(Lines of data)

-- start --

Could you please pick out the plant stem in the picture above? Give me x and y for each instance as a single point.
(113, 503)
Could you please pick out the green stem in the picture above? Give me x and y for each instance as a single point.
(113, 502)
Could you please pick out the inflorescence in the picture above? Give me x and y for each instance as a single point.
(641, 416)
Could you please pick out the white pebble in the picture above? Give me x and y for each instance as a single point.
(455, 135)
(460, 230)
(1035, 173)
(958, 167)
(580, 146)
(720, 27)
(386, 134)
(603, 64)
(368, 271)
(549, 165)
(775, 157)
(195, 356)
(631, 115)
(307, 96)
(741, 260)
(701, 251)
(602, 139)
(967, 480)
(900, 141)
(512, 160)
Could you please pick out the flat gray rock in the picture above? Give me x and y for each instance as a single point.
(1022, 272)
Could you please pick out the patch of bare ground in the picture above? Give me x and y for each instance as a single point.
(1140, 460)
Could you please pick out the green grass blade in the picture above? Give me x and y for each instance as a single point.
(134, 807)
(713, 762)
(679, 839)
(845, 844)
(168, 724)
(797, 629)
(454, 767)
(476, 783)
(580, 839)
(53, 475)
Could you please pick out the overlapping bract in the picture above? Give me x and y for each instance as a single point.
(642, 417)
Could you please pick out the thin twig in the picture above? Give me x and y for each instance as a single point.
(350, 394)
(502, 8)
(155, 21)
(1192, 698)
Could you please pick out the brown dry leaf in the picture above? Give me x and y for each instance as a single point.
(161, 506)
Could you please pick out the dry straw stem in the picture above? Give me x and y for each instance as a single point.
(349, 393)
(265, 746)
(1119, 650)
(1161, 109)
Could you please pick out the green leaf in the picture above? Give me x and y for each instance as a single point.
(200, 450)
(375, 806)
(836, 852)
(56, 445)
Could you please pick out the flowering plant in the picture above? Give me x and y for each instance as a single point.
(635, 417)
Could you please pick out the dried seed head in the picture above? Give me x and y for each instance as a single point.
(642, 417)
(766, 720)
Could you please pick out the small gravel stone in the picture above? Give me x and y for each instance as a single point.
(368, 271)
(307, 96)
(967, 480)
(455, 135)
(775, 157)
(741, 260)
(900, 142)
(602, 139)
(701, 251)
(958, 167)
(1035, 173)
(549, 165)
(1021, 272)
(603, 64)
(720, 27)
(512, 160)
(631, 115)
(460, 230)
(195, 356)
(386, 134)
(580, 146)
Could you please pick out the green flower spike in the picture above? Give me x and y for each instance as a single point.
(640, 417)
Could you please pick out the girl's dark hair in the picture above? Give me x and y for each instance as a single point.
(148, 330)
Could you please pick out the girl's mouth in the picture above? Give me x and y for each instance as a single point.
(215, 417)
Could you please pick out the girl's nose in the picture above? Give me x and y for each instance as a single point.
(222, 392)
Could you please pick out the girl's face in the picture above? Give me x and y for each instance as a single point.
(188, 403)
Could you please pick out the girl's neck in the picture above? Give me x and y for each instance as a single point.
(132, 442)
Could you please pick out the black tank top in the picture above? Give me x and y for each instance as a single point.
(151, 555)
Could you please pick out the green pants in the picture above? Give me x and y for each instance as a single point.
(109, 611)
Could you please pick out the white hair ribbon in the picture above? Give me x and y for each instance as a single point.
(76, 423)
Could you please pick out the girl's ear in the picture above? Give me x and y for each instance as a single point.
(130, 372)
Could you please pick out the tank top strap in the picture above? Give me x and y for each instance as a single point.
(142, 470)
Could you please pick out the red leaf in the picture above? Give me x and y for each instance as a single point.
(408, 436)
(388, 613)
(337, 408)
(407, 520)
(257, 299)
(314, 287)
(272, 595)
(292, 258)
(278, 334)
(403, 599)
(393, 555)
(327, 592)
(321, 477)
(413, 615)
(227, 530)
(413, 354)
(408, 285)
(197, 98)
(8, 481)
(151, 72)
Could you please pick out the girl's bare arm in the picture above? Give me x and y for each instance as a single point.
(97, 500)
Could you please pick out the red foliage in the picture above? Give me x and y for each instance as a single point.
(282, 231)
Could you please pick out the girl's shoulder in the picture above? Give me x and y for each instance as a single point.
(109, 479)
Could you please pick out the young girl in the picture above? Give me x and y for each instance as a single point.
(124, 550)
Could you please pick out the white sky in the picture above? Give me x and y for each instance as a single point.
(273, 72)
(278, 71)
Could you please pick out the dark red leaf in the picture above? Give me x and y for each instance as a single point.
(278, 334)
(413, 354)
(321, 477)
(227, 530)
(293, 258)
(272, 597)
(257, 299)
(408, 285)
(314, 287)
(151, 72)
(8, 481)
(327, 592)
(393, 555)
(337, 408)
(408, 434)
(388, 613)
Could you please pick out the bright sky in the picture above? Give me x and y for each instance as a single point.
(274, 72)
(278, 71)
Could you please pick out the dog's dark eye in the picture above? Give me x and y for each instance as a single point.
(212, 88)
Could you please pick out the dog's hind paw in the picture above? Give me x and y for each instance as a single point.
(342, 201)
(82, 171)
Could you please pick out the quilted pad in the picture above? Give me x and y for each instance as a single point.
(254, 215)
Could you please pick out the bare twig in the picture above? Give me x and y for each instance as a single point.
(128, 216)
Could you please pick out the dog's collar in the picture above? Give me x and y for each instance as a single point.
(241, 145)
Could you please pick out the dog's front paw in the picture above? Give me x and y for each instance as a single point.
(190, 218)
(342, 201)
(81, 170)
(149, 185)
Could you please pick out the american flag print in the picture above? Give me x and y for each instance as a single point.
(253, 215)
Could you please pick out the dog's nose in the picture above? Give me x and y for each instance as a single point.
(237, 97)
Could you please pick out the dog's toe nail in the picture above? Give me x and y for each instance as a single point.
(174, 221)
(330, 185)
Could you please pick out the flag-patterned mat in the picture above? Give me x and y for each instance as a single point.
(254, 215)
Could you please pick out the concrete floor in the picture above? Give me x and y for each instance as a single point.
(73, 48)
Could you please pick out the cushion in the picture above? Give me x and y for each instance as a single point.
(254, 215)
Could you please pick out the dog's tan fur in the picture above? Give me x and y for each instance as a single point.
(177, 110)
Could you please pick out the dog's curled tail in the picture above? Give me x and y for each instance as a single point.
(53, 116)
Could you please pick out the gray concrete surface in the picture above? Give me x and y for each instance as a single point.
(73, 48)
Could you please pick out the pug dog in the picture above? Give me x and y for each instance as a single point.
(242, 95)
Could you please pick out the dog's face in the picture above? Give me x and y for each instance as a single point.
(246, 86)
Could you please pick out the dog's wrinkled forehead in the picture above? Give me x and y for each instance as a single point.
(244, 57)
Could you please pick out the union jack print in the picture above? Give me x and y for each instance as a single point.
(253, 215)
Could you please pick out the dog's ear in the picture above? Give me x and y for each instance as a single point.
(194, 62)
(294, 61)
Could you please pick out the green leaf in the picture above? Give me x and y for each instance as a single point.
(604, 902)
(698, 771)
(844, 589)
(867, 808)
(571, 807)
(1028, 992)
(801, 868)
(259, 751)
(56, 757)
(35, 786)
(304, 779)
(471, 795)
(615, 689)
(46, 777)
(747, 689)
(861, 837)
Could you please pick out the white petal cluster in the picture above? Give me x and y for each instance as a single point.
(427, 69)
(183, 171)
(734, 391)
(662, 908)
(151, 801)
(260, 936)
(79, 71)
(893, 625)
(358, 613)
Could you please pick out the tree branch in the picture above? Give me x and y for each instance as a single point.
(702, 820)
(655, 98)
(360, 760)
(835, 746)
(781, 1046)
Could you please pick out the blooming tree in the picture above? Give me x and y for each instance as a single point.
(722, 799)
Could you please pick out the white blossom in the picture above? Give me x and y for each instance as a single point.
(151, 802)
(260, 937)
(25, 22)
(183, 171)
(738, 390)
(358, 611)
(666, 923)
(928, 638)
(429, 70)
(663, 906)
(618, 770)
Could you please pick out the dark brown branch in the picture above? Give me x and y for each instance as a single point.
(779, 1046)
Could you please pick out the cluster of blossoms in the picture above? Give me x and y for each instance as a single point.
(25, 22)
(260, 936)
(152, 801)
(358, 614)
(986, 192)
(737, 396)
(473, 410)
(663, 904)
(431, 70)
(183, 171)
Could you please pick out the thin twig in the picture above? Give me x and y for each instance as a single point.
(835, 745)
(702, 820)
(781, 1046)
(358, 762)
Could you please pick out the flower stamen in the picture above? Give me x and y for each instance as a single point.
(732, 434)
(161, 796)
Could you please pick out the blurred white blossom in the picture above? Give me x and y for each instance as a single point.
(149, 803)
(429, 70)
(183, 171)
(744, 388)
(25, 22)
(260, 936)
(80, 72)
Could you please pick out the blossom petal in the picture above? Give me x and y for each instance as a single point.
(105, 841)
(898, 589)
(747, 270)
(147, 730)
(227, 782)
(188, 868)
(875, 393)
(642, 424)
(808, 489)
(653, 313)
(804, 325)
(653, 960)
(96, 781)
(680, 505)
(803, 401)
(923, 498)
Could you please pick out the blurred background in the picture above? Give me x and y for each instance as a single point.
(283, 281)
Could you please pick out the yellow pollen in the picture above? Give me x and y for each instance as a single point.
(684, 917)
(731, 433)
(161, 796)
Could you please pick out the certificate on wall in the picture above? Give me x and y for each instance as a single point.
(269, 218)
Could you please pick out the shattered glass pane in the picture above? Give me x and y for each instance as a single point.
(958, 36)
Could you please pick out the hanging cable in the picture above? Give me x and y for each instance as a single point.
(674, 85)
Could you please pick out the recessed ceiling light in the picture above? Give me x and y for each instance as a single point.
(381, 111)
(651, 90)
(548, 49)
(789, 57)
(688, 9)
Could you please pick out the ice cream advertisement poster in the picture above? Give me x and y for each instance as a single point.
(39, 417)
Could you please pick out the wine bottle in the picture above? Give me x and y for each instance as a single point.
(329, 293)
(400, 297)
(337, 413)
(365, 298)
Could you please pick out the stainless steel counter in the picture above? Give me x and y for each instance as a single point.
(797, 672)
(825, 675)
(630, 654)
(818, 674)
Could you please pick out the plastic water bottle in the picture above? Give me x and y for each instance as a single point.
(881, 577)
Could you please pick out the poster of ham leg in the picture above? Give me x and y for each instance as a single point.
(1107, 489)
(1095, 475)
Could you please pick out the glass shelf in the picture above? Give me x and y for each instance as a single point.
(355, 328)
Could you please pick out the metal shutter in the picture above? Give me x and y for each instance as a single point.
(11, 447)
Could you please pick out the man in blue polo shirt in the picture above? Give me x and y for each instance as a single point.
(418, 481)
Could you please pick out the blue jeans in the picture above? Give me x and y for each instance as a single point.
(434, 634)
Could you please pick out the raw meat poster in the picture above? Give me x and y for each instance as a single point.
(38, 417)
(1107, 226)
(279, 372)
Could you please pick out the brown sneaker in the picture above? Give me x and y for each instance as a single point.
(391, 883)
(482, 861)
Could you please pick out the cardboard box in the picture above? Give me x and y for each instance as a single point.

-- end --

■ **Aim**:
Give the stretch of entries from the first line through the line containing "(1140, 460)" as a JSON list of strings, with one string per line and no blank lines.

■ **Response to the exercise**:
[
  "Could you please pick out the plant stem in the picture above? Give me x and y for each instance as a single point.",
  "(113, 503)",
  "Could you please pick out the green stem in the picture above? Give me x and y for each instance as a single point.",
  "(113, 502)",
  "Could you please pick out the inflorescence in the picture above? Give me x and y for each instance as a single point.",
  "(641, 416)",
  "Could you please pick out the white pebble in the picture above? Give me x and y for each instance as a single point.",
  "(455, 135)",
  "(460, 230)",
  "(1035, 173)",
  "(958, 167)",
  "(580, 146)",
  "(720, 27)",
  "(386, 134)",
  "(603, 64)",
  "(368, 271)",
  "(549, 165)",
  "(775, 157)",
  "(195, 356)",
  "(631, 115)",
  "(307, 96)",
  "(741, 260)",
  "(701, 251)",
  "(602, 139)",
  "(967, 480)",
  "(900, 141)",
  "(512, 160)",
  "Could you please pick out the flat gray rock in the picture above? Give me x and y for each instance as a single point.",
  "(1022, 272)",
  "Could you please pick out the patch of bare ground in the picture above? Give me x and y for each instance as a single point.",
  "(1140, 460)"
]